> [What you need to do]: Taking the line that contains "Where can the black balcony" as the first and the final line of the records as the last, write out every line between them exactly, ends included, and nothing else.
----- Records for this exercise -----
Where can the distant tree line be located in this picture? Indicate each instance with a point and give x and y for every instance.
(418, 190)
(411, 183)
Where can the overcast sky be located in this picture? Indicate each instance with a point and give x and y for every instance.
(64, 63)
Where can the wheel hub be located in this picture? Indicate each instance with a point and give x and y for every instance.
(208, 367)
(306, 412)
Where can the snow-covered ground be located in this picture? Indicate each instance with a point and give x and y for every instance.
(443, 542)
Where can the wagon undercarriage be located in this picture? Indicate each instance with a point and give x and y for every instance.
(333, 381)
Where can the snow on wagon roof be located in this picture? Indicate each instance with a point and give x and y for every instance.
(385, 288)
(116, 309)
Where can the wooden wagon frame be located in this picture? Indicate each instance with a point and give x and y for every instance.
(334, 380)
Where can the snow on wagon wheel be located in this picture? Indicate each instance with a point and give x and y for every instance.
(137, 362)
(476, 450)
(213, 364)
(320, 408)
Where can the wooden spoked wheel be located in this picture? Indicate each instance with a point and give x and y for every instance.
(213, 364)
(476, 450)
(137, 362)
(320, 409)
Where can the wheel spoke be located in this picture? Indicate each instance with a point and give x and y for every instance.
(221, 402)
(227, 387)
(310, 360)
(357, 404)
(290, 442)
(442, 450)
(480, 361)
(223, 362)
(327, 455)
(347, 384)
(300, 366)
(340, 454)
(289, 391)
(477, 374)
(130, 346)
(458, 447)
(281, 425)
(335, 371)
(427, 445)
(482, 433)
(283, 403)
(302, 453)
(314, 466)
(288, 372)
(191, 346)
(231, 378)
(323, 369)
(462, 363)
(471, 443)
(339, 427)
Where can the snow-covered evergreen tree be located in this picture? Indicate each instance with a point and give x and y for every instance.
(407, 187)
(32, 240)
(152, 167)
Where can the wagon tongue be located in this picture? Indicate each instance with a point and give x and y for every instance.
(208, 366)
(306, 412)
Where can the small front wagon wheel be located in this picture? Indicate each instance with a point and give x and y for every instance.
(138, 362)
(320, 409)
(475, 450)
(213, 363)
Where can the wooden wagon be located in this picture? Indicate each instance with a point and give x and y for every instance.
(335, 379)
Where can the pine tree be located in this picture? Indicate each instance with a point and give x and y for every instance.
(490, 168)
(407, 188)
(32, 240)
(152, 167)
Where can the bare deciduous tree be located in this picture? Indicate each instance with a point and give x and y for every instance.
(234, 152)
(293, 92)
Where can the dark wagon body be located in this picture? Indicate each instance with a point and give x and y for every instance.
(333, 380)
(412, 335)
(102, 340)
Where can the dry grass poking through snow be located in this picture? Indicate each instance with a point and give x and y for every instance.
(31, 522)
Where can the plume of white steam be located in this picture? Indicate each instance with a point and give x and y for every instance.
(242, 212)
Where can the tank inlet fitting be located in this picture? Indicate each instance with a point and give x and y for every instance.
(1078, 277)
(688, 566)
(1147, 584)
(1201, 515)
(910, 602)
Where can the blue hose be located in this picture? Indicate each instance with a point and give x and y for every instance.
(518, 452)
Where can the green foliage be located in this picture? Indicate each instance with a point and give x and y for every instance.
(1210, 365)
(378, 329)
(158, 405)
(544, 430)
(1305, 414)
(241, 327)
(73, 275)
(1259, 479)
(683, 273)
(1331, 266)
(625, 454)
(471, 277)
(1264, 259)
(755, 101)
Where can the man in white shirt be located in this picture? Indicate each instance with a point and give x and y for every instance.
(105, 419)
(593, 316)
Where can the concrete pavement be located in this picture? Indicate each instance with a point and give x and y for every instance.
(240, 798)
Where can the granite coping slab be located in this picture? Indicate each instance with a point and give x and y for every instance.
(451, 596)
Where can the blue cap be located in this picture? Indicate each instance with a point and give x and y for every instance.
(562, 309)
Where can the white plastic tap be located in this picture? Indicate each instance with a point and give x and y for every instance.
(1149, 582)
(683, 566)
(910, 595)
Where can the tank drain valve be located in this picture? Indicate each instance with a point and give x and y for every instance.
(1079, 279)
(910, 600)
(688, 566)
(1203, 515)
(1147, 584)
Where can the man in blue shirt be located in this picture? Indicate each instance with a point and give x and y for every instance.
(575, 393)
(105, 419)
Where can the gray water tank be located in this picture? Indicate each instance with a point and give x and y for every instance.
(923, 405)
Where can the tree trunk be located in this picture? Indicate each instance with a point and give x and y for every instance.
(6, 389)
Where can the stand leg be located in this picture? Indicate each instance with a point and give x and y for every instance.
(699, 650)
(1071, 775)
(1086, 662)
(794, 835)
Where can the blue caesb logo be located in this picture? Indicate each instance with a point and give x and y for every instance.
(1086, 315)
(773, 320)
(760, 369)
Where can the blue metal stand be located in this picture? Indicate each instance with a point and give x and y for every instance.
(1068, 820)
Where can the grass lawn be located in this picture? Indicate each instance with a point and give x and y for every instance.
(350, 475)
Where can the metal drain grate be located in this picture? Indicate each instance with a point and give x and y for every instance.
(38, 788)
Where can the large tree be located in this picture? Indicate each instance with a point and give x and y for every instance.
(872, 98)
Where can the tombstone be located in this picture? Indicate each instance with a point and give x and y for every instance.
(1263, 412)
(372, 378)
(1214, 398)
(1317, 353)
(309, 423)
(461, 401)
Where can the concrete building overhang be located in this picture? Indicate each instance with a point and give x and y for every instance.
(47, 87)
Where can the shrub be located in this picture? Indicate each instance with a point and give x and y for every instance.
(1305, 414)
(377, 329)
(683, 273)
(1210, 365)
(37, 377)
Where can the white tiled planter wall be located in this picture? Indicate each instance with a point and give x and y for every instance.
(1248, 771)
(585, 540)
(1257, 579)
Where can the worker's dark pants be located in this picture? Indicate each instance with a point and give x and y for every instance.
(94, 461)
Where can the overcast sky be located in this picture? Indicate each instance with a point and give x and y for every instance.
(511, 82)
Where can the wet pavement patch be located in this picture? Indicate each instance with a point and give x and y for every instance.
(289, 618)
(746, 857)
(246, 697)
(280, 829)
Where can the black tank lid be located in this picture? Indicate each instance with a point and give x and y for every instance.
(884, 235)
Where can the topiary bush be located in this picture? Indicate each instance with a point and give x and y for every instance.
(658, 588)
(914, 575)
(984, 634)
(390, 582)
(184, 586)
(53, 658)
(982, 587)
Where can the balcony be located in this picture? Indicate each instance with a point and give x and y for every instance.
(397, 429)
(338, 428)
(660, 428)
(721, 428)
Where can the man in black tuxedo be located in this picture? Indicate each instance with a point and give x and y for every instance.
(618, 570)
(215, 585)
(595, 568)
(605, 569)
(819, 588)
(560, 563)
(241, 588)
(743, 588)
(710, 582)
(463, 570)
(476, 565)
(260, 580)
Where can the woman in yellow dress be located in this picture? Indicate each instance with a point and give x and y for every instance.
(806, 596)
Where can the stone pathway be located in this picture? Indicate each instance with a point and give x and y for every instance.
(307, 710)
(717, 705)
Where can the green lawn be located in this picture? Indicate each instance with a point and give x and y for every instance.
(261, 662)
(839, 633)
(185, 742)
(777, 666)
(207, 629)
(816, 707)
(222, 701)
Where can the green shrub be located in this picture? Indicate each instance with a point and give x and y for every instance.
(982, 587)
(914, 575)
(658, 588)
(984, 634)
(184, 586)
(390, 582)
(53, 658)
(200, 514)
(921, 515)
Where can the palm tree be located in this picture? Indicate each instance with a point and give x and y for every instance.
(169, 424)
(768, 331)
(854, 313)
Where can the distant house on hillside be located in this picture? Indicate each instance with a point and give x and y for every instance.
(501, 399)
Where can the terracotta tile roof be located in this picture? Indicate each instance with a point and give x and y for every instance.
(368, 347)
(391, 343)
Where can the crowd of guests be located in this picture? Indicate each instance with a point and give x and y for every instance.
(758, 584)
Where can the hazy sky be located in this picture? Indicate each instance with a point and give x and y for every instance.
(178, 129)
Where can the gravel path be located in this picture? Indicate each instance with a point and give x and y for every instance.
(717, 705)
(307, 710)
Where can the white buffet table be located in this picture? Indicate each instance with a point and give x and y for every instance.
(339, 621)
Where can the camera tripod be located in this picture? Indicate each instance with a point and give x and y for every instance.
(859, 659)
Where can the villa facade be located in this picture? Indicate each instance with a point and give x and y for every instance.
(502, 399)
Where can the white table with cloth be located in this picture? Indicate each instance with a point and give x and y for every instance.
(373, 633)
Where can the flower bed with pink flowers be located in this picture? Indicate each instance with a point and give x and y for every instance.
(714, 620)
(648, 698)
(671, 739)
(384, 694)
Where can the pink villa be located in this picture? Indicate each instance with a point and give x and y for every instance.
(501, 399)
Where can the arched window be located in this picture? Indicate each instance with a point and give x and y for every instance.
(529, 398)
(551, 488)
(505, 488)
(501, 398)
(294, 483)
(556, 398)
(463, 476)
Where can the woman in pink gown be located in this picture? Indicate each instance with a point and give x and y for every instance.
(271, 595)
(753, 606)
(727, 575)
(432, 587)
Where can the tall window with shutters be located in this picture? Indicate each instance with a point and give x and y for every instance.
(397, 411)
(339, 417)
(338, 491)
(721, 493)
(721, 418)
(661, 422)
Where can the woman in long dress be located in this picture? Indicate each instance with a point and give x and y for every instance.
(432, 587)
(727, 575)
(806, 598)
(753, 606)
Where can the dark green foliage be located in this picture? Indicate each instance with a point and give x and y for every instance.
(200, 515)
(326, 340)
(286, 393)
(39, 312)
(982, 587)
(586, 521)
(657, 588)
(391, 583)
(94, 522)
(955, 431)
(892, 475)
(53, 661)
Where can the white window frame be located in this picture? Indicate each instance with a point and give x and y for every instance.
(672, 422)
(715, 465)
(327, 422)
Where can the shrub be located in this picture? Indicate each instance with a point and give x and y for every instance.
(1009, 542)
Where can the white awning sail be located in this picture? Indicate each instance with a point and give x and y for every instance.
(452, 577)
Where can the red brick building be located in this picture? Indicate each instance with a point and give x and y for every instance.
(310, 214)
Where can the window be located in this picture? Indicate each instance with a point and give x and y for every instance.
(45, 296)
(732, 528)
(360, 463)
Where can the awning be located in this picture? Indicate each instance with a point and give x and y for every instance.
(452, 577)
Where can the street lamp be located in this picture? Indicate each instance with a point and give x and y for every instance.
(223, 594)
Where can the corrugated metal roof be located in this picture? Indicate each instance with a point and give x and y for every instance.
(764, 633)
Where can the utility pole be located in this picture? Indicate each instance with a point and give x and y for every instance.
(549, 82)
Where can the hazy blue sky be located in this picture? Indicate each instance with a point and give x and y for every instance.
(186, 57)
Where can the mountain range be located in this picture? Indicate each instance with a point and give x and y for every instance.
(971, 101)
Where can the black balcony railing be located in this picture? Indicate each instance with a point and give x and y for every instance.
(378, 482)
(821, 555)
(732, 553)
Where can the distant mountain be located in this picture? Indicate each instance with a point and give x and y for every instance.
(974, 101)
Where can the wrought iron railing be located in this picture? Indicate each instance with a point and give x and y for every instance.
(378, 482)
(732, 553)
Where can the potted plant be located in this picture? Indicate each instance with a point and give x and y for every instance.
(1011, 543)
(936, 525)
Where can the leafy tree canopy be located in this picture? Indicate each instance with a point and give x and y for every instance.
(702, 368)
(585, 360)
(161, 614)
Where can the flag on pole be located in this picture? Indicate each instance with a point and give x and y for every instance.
-----
> [Solution]:
Where can the black balcony railing be located in this picture? Indicate each instance with a point and give x and y for every instance.
(378, 482)
(821, 555)
(732, 553)
Where can the distant mountain be located in this picture? Indicate each instance with a point and give x and y for every instance.
(974, 101)
Where can the wrought iron railing be located in this picture? Indicate each instance with a point and give x and y for every instance.
(378, 482)
(732, 553)
Where can the potted plant be located in this picture? Indicate each instance with a point and give x and y for every instance.
(1011, 543)
(936, 525)
Where can the leafy tree canopy be located in this picture? Indicate each instance with a point and give x and y for every instance.
(702, 368)
(585, 360)
(161, 614)
Where can the flag on pole be located in this picture? Indicate each instance with a point and give x and y for every instance.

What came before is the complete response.